[Written problem]:
Reproduce the material starting at the line that contains "Can you find the stone canopy" and ending at the final line of the material, both included. Keep the requests as they are, and offset every x and y coordinate in the answers by adding 108.

[Task material]:
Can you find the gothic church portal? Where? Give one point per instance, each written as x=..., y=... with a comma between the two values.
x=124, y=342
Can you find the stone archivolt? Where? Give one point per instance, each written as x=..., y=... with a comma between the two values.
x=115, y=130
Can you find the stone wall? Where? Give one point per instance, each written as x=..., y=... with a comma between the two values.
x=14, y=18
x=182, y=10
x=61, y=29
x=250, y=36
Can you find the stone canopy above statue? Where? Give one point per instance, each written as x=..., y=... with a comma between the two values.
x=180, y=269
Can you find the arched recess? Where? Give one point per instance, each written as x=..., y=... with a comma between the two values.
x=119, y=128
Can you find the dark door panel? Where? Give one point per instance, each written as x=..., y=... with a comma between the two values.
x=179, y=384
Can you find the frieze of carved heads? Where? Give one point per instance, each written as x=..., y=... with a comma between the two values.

[The result]:
Can you find the stone canopy above statue? Where? Give one point per instance, each written as x=..., y=... with a comma between the two values.
x=288, y=377
Can you find the arched recess? Where? Give one point per instance, each written as x=..., y=... with a comma between the two values.
x=227, y=236
Can you find the dark door panel? Where? Give one point per instance, each written as x=..., y=... with a comma between the two values.
x=287, y=492
Can you find the frieze of carved heads? Where? Give one point per instance, each written as x=..., y=... with a comma between the two values.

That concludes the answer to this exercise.